*** Block opens ***

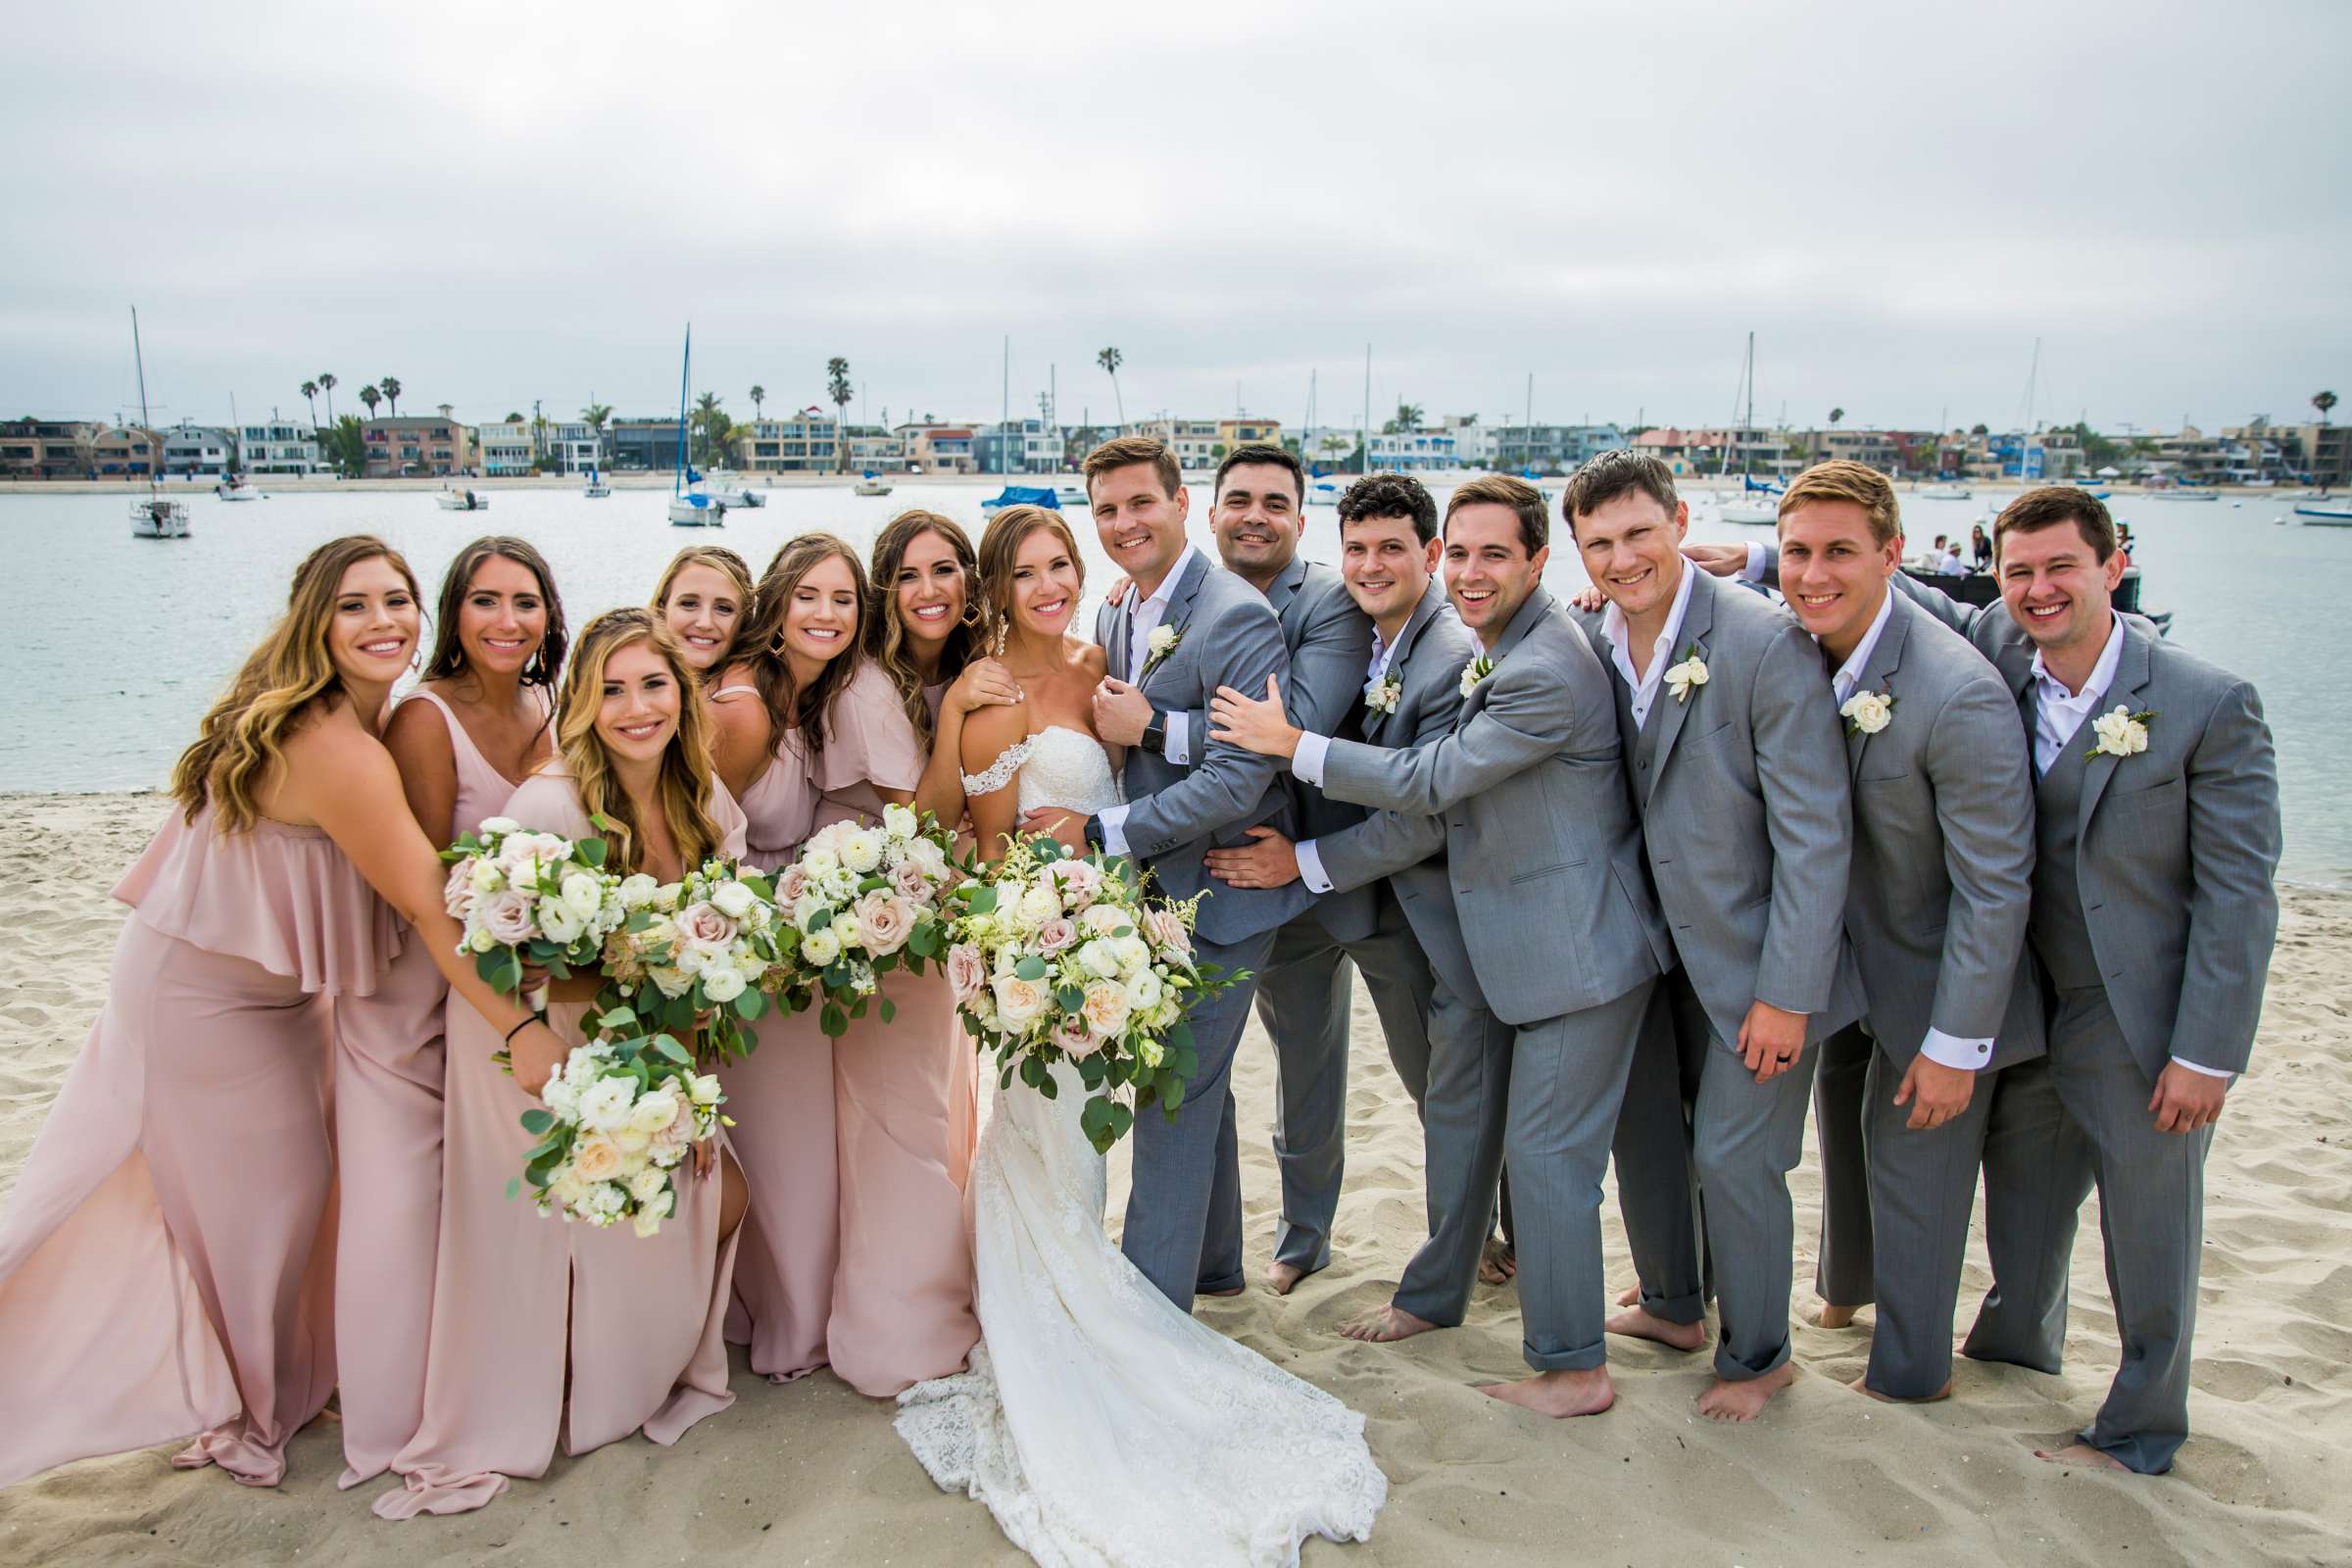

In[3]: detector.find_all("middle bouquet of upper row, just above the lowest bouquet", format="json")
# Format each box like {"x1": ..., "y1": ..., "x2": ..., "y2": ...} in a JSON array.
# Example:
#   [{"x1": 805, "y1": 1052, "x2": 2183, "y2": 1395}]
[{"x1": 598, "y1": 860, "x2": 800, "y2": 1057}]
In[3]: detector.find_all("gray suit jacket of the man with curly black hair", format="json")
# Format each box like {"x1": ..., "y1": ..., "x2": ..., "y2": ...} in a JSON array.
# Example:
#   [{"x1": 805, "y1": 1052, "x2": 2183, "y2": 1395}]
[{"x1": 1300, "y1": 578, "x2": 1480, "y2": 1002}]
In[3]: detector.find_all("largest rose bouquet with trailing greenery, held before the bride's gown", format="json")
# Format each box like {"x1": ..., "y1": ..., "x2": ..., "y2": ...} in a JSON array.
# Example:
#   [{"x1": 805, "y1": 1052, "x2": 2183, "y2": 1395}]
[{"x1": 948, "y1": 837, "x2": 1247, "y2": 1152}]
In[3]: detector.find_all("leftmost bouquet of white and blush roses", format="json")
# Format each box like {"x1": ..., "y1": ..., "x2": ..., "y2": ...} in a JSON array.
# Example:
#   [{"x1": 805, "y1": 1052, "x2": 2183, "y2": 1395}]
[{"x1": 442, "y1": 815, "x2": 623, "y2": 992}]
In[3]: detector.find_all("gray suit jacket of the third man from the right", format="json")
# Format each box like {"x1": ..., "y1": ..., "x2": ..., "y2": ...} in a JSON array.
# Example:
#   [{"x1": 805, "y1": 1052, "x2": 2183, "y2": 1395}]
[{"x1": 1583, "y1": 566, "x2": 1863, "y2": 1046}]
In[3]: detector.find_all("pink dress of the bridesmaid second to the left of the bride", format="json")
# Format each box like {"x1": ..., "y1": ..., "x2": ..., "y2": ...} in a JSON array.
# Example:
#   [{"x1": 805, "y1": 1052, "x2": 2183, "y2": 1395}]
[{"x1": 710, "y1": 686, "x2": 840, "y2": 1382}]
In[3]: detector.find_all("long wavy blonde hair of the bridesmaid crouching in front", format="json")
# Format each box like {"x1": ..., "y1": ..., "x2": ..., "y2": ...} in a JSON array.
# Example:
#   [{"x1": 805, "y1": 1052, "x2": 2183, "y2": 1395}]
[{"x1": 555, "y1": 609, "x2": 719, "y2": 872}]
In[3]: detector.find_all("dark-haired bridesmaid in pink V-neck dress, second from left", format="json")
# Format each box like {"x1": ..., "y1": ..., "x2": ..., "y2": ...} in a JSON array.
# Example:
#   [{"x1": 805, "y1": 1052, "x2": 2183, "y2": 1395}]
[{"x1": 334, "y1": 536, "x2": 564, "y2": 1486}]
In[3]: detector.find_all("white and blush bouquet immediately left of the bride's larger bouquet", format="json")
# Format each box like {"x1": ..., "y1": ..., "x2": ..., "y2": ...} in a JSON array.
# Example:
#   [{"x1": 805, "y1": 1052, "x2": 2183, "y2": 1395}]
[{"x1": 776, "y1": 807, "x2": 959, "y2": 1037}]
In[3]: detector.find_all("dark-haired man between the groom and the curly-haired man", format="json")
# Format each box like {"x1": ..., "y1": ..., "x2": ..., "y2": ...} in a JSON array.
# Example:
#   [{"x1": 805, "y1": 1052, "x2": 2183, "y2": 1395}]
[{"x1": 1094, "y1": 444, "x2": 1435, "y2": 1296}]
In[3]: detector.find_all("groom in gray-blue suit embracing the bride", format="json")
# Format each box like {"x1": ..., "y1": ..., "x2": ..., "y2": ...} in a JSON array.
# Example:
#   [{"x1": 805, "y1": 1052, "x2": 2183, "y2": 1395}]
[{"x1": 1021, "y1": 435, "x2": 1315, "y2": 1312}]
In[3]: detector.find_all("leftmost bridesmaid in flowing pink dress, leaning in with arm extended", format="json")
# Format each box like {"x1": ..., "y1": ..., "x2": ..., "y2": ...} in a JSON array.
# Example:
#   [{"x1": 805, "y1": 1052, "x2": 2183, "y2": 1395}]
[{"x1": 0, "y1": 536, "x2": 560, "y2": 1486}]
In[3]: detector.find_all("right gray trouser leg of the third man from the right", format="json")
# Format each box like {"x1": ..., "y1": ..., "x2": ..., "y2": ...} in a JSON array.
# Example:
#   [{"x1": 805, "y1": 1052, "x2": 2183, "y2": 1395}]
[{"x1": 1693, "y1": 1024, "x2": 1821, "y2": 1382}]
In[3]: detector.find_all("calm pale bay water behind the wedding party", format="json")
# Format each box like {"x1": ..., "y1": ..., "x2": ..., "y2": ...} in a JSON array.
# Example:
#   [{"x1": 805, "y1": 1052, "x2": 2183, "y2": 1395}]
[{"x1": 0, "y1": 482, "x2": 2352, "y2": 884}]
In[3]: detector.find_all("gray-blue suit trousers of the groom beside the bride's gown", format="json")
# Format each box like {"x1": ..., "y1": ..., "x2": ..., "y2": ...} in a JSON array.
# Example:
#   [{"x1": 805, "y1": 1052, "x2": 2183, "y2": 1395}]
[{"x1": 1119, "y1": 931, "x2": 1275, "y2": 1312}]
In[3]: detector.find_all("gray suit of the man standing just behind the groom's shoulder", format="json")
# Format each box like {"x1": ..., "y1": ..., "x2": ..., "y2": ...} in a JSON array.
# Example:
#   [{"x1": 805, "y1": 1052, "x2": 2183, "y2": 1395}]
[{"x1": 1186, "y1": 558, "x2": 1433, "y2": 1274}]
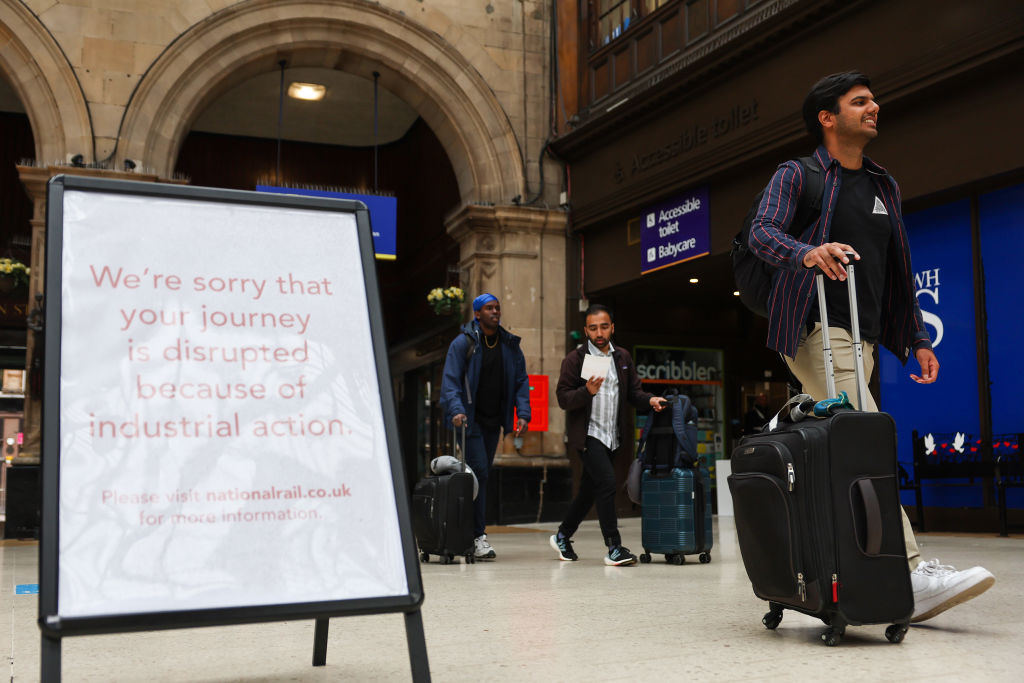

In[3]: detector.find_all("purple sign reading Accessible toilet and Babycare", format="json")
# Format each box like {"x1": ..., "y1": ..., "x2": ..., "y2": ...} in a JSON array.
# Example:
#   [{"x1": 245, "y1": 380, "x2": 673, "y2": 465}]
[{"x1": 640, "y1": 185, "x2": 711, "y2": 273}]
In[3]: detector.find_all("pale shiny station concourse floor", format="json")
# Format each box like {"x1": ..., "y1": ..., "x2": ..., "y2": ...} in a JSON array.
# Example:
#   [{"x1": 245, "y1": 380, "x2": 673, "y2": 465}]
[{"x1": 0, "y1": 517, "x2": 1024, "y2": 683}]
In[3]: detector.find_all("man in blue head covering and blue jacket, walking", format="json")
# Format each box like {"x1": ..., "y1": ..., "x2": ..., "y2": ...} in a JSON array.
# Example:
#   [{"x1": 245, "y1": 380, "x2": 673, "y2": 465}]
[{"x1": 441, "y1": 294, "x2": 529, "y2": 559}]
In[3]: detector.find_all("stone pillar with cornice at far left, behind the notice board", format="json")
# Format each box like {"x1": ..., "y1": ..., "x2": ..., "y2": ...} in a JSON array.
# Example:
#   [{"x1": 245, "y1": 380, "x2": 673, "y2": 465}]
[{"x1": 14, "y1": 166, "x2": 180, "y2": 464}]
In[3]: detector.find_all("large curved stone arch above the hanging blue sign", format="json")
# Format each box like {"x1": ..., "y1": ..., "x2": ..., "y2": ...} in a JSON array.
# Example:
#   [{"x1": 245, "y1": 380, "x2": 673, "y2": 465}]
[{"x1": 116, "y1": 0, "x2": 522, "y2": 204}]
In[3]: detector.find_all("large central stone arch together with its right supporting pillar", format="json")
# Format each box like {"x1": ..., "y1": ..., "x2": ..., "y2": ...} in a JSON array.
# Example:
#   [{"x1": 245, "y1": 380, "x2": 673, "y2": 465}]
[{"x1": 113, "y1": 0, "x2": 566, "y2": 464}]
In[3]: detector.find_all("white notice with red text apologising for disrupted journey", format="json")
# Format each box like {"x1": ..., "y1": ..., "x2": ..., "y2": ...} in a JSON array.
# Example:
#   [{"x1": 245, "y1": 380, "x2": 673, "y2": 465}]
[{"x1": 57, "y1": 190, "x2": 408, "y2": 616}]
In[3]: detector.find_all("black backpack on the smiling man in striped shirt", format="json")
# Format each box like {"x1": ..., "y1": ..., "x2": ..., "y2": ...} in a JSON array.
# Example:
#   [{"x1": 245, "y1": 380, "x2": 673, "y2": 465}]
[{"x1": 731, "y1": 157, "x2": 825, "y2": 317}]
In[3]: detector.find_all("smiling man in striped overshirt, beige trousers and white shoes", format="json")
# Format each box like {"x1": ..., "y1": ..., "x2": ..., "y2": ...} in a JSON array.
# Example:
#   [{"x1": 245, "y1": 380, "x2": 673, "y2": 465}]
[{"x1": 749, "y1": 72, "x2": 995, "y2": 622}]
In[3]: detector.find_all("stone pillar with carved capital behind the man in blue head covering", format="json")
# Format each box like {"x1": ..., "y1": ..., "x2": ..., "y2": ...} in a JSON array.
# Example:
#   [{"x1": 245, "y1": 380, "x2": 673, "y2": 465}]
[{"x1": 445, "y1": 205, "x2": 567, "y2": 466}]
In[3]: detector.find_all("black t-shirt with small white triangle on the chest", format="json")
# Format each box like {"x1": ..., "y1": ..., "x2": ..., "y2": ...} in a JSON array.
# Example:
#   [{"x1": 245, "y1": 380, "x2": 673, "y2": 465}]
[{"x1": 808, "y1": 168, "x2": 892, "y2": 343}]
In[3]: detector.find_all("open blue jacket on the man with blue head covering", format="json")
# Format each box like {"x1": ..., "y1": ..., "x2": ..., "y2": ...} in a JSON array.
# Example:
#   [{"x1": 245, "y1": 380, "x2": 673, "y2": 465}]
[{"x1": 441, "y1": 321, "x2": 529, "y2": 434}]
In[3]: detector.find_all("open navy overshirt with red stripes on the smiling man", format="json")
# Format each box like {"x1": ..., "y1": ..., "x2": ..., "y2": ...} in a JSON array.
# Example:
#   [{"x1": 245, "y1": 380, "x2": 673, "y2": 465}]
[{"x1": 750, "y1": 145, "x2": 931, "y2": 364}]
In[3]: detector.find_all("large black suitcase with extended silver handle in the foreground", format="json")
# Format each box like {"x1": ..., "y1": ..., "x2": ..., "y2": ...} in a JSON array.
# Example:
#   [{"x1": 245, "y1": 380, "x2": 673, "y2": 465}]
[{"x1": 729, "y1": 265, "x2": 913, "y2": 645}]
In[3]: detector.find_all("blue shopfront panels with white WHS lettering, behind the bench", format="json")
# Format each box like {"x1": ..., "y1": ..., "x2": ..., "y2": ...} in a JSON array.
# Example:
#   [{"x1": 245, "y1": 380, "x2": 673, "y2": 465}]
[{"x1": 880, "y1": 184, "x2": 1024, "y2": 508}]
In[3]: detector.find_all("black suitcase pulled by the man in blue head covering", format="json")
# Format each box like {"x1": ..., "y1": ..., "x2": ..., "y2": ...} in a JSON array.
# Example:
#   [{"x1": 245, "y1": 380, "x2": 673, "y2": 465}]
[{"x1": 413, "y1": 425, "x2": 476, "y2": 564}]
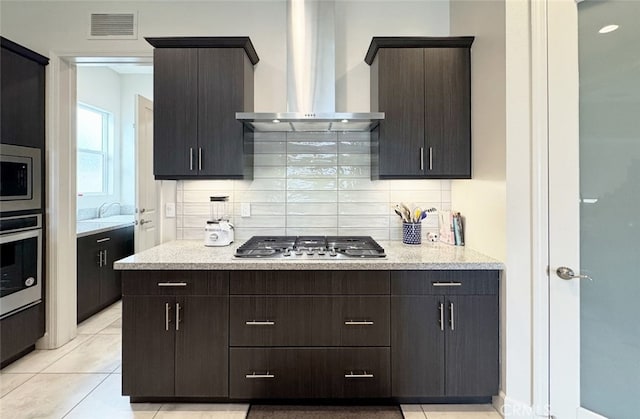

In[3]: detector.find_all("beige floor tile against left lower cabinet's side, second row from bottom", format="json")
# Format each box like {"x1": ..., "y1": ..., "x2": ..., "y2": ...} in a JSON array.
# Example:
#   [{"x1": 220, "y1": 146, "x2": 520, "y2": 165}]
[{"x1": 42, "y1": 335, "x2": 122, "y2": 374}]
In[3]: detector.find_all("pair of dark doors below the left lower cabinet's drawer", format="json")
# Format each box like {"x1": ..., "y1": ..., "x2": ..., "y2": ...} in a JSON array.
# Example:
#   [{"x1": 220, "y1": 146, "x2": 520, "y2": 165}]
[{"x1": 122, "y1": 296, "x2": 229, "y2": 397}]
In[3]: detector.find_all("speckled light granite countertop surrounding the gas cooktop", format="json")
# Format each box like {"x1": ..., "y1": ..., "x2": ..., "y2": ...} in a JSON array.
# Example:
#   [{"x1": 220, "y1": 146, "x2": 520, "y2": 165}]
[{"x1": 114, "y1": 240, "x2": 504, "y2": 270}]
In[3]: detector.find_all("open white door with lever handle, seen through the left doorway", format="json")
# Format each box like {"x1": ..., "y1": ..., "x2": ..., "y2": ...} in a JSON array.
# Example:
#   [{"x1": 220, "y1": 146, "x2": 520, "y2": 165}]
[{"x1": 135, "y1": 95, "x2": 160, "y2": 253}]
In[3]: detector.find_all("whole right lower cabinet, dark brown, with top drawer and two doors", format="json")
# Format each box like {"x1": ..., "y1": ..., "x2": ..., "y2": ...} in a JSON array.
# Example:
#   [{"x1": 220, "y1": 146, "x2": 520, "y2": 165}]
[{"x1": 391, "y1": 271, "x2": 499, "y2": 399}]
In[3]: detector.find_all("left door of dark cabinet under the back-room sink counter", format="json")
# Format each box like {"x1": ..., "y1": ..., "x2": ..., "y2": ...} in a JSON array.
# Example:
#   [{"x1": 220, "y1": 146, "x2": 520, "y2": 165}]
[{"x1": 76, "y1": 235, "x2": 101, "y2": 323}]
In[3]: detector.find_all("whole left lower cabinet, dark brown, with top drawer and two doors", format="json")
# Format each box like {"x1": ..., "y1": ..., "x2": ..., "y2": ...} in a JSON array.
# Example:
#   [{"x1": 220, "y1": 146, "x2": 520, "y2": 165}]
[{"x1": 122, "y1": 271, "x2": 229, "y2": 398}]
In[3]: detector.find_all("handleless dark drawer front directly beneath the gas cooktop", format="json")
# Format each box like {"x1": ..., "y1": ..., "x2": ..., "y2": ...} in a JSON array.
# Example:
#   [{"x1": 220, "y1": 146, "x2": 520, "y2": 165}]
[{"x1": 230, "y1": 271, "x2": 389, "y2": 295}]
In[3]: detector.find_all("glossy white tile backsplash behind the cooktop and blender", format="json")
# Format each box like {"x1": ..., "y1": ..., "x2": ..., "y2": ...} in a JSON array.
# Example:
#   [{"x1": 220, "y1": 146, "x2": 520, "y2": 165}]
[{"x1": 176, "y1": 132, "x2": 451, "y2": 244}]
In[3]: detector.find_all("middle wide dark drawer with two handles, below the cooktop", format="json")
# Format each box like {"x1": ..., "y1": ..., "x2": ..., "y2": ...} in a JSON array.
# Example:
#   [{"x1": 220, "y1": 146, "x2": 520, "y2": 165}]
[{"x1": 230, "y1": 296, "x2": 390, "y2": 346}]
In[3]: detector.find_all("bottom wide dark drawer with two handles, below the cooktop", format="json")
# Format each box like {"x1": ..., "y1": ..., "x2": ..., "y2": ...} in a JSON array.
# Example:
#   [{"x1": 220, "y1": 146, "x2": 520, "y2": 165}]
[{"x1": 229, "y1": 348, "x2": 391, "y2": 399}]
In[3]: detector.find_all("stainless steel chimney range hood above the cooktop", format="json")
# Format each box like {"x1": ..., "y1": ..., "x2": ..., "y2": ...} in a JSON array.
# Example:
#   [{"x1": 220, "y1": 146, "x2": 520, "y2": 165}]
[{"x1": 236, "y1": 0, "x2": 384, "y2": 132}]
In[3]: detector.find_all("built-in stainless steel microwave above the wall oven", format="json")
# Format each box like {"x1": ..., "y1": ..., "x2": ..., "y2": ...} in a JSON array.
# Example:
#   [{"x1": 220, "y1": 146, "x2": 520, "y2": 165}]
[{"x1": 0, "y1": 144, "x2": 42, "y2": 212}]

*** Block closes ***

### Aim of the task
Your answer should reproduce each line of the listing that holds the word "curly".

### Written answer
In[3]: detector.find_all("gray suit jacket of the man with curly black hair", format="json")
In[3]: detector.find_all("dark-haired man between the groom and the curly-haired man", format="json")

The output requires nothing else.